• [PASSAGE PROVIDED]
______________________________

Easy-to-use compilation pipeline:

from flydsl.compiler.pipeline import Pipeline

# Build and run optimization pipeline
pipeline = (
    Pipeline()
    .flir_to_standard()
    .canonicalize()
    .cse()
    .rocdl_attach_target(chip="gfx942")
    # convert-gpu-to-rocdl must run under gpu.module
    .Gpu(Pipeline().convert_gpu_to_rocdl(runtime="HIP"))
    .gpu_to_llvm()
    .lower_to_llvm()
    .gpu_module_to_binary(format="bin")
)

binary_module = pipeline.run(module)

⚙️ Hierarchical Kernel Control

FLIR keeps the tiling hierarchy explicit across block, warp, thread, and instruction scopes:

# Define thread and value layouts
thr_layout = flir.make_ordered_layout((THR_M, THR_N), order=(1, 0))
val_layout = flir.make_ordered_layout((VAL_M, VAL_N), order=(1, 0))

# Create tiled copy with vectorized atoms
copy_atom = flir.make_copy_atom(T.f32(), vector_size=8)
tiled = flir.make_tiled_copy_tv(copy_atom, thr_layout, val_layout,
                                thr_shape=(THR_M, THR_N), val_shape=(VAL_M, VAL_N))

# Partition tensor across blocks and threads
tensor_A = flir.make_tensor(A, shape=(M, N), strides=(N, 1))

______________________________

• [STATED PROBLEM 1] List every scope that the FlyDSL excerpt above says FLIR keeps the tiling hierarchy explicit across.
• [STATED PROBLEM 2]
Answer from the FlyDSL excerpt above, marking each answer with the same letter as its question:
(a) What chip value is given to rocdl_attach_target?
(b) What vector_size is passed to flir.make_copy_atom?
(c) What strides are given for tensor_A?
• [STATED PROBLEM 3] Pick up the FlyDSL excerpt above after its final line and keep writing it in the same style.

• [RECORDED INFORMATION]
______________________________

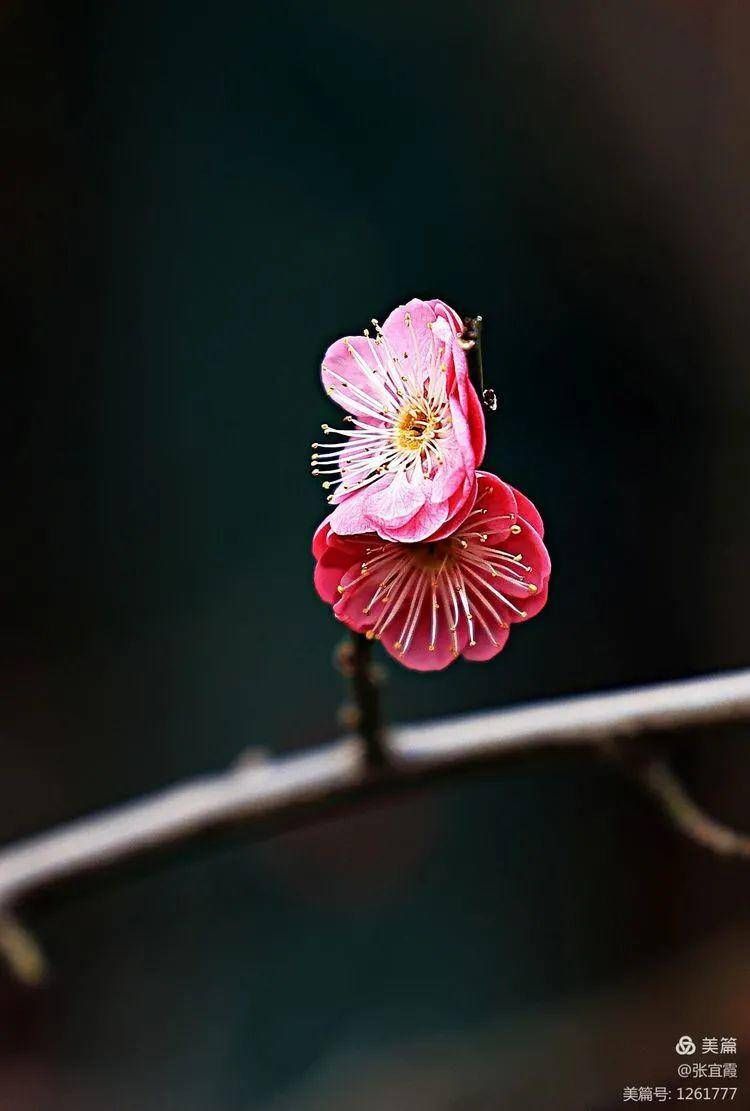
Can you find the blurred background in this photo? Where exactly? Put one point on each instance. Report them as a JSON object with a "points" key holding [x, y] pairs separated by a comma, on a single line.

______________________________

• [RESULT 1] block, warp, thread, instruction

• [RESULT 2]
(a) "gfx942"
(b) 8
(c) (N, 1)

• [RESULT 3]
tiles = flir.zipped_divide(tensor_A, (THR_M * VAL_M, THR_N * VAL_N))
blk_tile = tiles[(flir.block_idx("y"), flir.block_idx("x"))]
thr_tile = tiled.get_slice(tid_linear).partition_S(blk_tile)

With per-level partitions, you can allocate register fragments, emit predicate masks, and schedule MFMA/vector instructions while retaining full knowledge of the execution hierarchy.

🧮 Minimal VecAdd Example

This condensed snippet mirrors tests/kernels/test_vec_add.py, showing how to define GPU kernels with tiled copies and fragments:

import flydsl
from flydsl.dialects.ext import flir
import _mlir.extras.types as T

THREADS, TILE, VEC = 256, 8, 4

class VecAddKernel(flir.MlirModule):
    GPU_MODULE_NAME = "vec_kernels"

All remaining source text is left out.